* Stated task 1
According to the text on listed buildings in Studley Roger, at what grade are all of the parish's listed buildings designated?

* Passage shown
────────────────────────────────────────

= Listed buildings in Studley Roger =

Studley Roger is a civil parish in the county of North Yorkshire, England. It contains eight listed buildings that are recorded in the National Heritage List for England. All the listed buildings are designated at Grade II, the lowest of the three grades, which is applied to "buildings of national importance and special interest". The parish contains the village of Studley Roger and the surrounding countryside. The listed buildings consist of houses, a bridge, and structures around the entrance to the grounds of Studley Royal Park.

────────────────────────────────────────

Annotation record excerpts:
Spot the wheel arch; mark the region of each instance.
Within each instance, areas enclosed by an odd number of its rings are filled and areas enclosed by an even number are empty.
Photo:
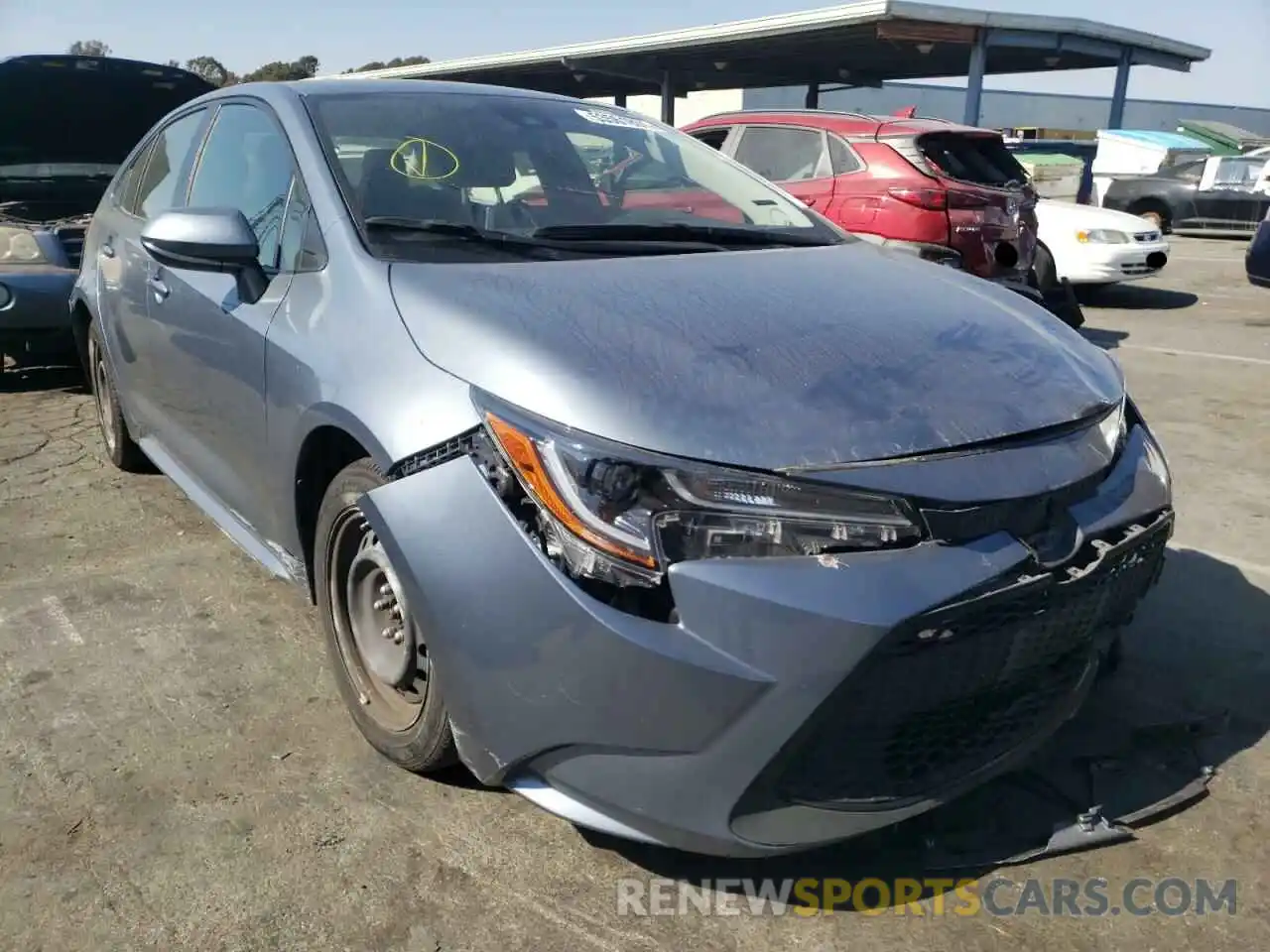
[[[296,451],[291,491],[296,538],[307,576],[309,597],[315,599],[314,534],[326,487],[340,470],[357,459],[370,458],[381,471],[386,471],[392,459],[370,428],[340,407],[316,409],[309,414],[306,424],[305,435]]]
[[[93,310],[88,306],[88,300],[80,293],[72,293],[70,300],[71,308],[71,335],[75,338],[75,352],[80,358],[80,367],[84,368],[84,376],[88,378],[89,388],[93,387],[93,373],[88,366],[88,329],[97,320],[93,315]]]

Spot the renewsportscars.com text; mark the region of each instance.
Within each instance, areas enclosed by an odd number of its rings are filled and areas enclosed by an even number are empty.
[[[618,915],[1213,915],[1236,914],[1234,880],[1132,878],[1013,881],[702,880],[626,878],[617,882]]]

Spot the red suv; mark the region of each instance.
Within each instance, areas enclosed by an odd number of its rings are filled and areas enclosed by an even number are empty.
[[[936,259],[951,249],[972,274],[1029,281],[1036,195],[997,132],[822,109],[725,113],[683,132],[848,231]]]

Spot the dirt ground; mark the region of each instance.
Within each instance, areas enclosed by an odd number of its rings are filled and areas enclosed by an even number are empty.
[[[856,881],[878,853],[690,861],[394,768],[340,707],[298,593],[164,477],[107,468],[75,377],[36,368],[0,382],[0,948],[1270,948],[1270,292],[1242,242],[1173,244],[1087,315],[1177,485],[1113,682],[1229,711],[1210,796],[1132,843],[974,875],[1113,895],[1233,878],[1233,915],[620,915],[622,877]]]

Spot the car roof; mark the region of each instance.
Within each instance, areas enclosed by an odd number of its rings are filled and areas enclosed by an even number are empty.
[[[994,129],[963,126],[949,119],[922,117],[906,119],[898,116],[834,112],[832,109],[734,109],[706,116],[685,128],[763,123],[772,126],[813,126],[842,136],[921,136],[927,132],[978,132],[999,135]]]

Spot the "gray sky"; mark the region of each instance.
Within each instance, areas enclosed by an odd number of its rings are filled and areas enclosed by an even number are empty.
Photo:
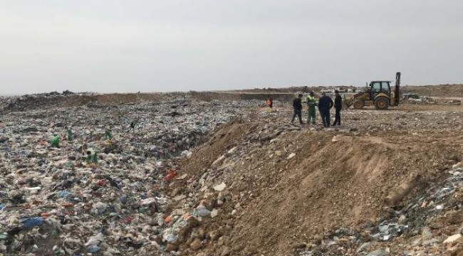
[[[0,94],[463,82],[461,0],[0,0]]]

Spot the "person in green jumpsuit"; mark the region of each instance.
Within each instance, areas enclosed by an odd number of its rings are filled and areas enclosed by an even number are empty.
[[[317,102],[315,100],[315,92],[313,92],[313,91],[311,91],[309,93],[308,96],[307,96],[307,107],[308,108],[308,115],[307,116],[308,124],[310,124],[311,121],[312,124],[315,124],[315,107],[316,105]]]

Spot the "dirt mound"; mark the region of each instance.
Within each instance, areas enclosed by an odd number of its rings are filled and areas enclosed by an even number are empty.
[[[187,189],[218,208],[197,228],[202,252],[292,255],[329,230],[377,223],[401,185],[414,184],[402,195],[410,198],[444,174],[453,153],[439,137],[321,132],[271,120],[224,126],[180,166],[192,176]],[[221,182],[226,191],[212,189]],[[180,250],[192,255],[188,245]]]

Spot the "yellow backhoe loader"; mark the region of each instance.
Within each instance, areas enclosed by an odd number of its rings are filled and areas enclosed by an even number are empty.
[[[373,106],[377,110],[387,110],[390,106],[397,106],[400,99],[400,73],[395,74],[395,87],[391,90],[390,81],[372,81],[364,92],[357,93],[345,100],[348,107],[361,109]]]

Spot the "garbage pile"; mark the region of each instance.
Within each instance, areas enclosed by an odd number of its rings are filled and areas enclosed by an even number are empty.
[[[184,239],[182,232],[211,214],[193,201],[171,210],[170,205],[184,197],[165,193],[170,181],[184,178],[175,159],[190,156],[188,150],[217,125],[254,105],[179,97],[4,112],[0,254],[172,250],[167,245]]]
[[[425,255],[456,250],[458,245],[453,243],[463,238],[463,230],[459,227],[452,235],[437,237],[428,227],[436,219],[461,211],[463,208],[461,201],[456,199],[459,197],[456,193],[463,191],[463,164],[454,165],[444,183],[435,185],[401,208],[387,207],[385,210],[387,217],[379,224],[368,224],[365,230],[355,231],[348,228],[335,230],[326,235],[318,245],[307,244],[306,247],[311,249],[298,255]],[[461,223],[461,220],[457,223]],[[384,242],[402,235],[410,238],[408,243],[407,240],[401,241],[401,251],[391,252],[390,249],[377,249],[384,247]],[[390,245],[386,242],[386,246]]]

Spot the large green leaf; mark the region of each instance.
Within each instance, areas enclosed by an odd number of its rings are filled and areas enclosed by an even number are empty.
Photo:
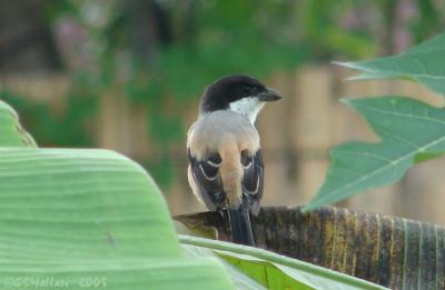
[[[154,181],[115,152],[2,148],[0,207],[0,283],[231,288],[216,260],[185,256]]]
[[[0,146],[36,147],[32,138],[21,128],[17,113],[0,100]]]
[[[365,118],[382,142],[335,147],[325,183],[305,211],[393,183],[416,161],[445,151],[445,111],[442,109],[403,97],[345,102]]]
[[[445,94],[444,56],[445,33],[442,33],[397,56],[338,64],[364,72],[352,78],[355,80],[411,79]]]
[[[258,248],[179,236],[184,244],[212,249],[269,289],[386,289],[355,277]],[[190,248],[189,248],[190,249]],[[195,250],[196,249],[190,249]]]

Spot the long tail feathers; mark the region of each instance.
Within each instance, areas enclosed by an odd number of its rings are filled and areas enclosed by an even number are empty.
[[[249,210],[241,203],[238,209],[228,209],[227,211],[229,213],[233,242],[255,247]]]

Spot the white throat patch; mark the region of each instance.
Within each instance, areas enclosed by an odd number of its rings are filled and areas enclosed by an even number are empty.
[[[257,119],[257,114],[263,109],[264,102],[258,100],[257,98],[243,98],[238,101],[231,102],[229,104],[229,109],[234,112],[240,113],[254,124]]]

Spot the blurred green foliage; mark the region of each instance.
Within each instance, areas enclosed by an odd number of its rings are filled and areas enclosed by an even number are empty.
[[[151,164],[150,171],[166,186],[174,176],[172,149],[189,126],[182,123],[184,108],[197,103],[205,86],[235,72],[266,78],[305,61],[370,57],[378,49],[370,22],[384,14],[384,2],[47,0],[41,12],[49,29],[57,31],[69,20],[86,42],[85,50],[76,51],[87,56],[86,66],[62,61],[73,83],[65,116],[12,92],[3,91],[0,98],[26,118],[39,144],[87,147],[93,143],[85,123],[97,112],[99,99],[107,98],[107,89],[122,88],[134,106],[149,111],[156,156],[139,161]],[[419,2],[429,14],[433,3]],[[365,13],[370,17],[360,18]],[[437,16],[416,21],[416,41],[419,31],[438,26]]]

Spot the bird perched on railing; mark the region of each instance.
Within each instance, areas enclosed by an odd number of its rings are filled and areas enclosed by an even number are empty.
[[[263,196],[264,162],[255,120],[265,102],[281,96],[248,76],[211,83],[187,138],[188,181],[209,210],[227,210],[233,241],[255,246],[249,212]]]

────────────────────────────────────────

* Stated task 2
Copy out each line of the records that contains the word "green".

* Correct output 1
Grade II.

* Correct output 2
Spot the "person in green jumpsuit"; mark the region of each instance.
Spot the large green leaf; mark the region of each instance.
Spot the blurred green foliage; mark the region of each instance.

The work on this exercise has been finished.